BEGIN Quoted text

Announcement

Collapse
No announcement yet.
X
  • Filter
  • Time
  • Show
Clear All
new posts

  • calculating Cronbach Alpha

    I am establishing the psychometric properties of a measurement tool that i created. One of the components is to estimate Cronbach alpha of the tool. I use the following code for it (the given variables are all the variables in the tool):

    alpha dignty_1cc dignty_2cc dignty_4cc autonomy_1cc autonomy_2cc autonomy_3cc autonomy_4cc autonomy_5b autonomy_6b autonomy_7b confid_1b confid_2cc confid_3cc qual_1b qual_3cc qual_4cc qual_5cc qual_6b qual_7cc qual_8cc qual_9b qual_10b qual_11cc qual_12cc support_1cc support_2b support_3cc support_4cc choice_1b choice_2b choice_3cc choice_5b access_2cb access_3cc access_4cc access_6cb communicate_1cb communicate_2b communicate_3cc communicate_4cc communicate_5cc finance_1b finance_2b finance_3b finance_4b continuity_2b continuity_4b continuity_5cc

    I get the error: "cannot determine the sense empirically; must specify option asis or reverse()

END Quoted text

# [Job]
Answer these questions about the thread on calculating Cronbach alpha:
1. What kind of properties of the measurement tool is the poster establishing?
2. Which variable comes last in the poster's code?
3. Which two options does the error message say must be specified?

BEGIN Data section

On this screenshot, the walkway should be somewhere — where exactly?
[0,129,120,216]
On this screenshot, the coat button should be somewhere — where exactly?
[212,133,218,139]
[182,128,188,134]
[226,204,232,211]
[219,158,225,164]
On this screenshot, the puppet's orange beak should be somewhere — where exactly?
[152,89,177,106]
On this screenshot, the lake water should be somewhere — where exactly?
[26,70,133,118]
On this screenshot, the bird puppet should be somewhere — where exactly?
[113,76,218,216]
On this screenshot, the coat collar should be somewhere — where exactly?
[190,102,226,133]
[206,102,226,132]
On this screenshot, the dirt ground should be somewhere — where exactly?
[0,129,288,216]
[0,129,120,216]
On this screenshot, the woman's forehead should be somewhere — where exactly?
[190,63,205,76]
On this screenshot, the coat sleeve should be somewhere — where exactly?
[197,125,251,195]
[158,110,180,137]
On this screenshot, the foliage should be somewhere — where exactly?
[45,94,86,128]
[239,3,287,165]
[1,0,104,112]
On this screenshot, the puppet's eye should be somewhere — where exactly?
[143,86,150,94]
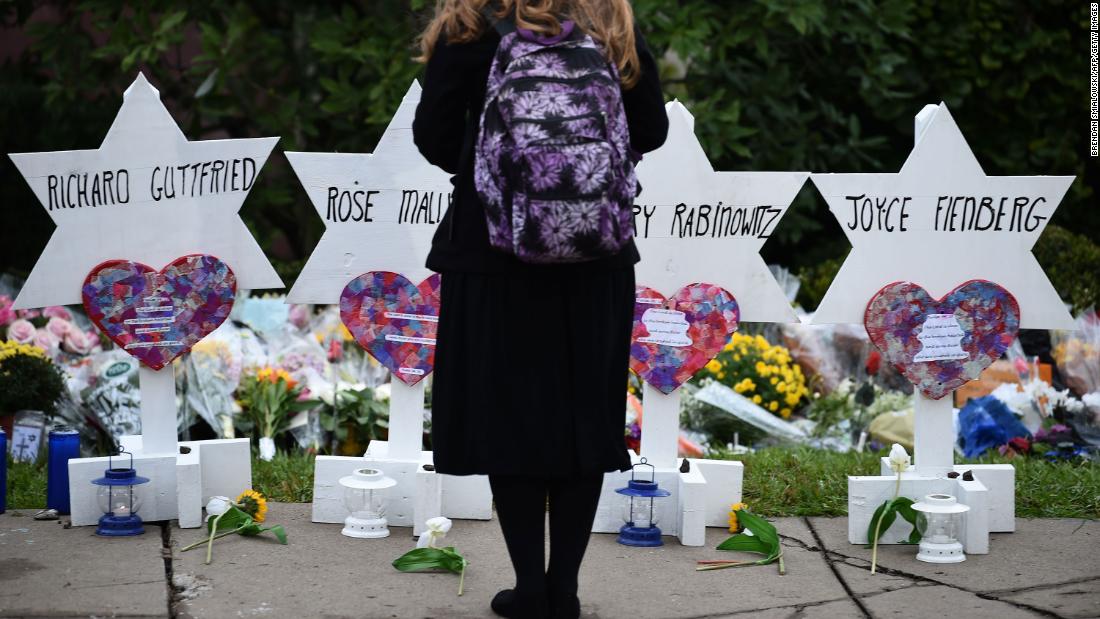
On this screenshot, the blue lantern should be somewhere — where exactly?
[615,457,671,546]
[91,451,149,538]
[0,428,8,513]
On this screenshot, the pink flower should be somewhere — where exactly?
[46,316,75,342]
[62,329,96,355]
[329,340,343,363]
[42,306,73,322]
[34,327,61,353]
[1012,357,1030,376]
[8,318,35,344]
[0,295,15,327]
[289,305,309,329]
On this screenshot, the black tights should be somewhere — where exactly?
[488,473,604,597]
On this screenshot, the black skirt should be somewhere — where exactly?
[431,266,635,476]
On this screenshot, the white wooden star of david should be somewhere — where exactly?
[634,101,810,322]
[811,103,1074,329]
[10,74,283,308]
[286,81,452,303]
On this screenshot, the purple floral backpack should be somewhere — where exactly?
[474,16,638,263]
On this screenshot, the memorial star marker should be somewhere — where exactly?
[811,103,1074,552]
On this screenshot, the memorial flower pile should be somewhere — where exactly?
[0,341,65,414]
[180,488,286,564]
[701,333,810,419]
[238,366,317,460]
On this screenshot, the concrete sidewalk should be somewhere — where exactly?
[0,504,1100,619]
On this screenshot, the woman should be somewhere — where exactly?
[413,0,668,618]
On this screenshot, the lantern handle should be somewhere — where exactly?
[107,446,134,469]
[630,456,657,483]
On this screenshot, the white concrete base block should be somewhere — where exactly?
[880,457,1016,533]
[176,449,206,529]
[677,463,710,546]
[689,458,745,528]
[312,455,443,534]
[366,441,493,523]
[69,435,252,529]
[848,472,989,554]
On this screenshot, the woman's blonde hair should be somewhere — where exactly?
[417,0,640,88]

END Data section
BEGIN Data section

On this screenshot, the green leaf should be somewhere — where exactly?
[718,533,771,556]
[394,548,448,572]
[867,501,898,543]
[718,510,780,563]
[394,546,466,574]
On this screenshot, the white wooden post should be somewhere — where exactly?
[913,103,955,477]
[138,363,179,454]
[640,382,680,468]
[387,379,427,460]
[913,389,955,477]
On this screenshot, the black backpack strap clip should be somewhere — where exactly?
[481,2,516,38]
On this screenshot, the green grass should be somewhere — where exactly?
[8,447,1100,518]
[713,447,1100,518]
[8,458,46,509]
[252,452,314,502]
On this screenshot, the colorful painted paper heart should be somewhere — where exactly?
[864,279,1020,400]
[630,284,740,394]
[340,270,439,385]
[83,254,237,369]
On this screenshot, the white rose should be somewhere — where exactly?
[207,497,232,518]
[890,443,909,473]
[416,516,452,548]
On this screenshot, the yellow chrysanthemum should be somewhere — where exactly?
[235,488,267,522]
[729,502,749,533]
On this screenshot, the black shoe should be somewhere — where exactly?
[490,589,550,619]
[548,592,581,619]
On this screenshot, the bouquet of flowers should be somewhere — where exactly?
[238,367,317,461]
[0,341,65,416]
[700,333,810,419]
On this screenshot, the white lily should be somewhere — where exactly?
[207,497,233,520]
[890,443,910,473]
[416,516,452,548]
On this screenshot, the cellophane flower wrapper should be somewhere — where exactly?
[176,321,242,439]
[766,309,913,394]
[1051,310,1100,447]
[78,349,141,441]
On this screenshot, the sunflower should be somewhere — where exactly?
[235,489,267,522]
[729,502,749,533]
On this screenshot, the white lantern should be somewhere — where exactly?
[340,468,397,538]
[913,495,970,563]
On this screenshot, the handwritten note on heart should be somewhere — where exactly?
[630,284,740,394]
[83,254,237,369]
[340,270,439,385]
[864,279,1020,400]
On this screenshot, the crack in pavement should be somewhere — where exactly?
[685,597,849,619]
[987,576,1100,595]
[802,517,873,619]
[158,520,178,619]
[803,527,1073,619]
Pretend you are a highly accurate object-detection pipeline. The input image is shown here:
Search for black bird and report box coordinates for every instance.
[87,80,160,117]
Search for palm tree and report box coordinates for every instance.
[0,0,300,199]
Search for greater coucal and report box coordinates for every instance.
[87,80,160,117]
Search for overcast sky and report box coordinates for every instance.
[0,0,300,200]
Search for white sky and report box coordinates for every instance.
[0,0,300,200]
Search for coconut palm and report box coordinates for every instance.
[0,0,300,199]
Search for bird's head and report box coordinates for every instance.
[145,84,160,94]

END Data section

# [Response to this task]
1. Its psychometric properties.
2. continuity_5cc
3. asis or reverse()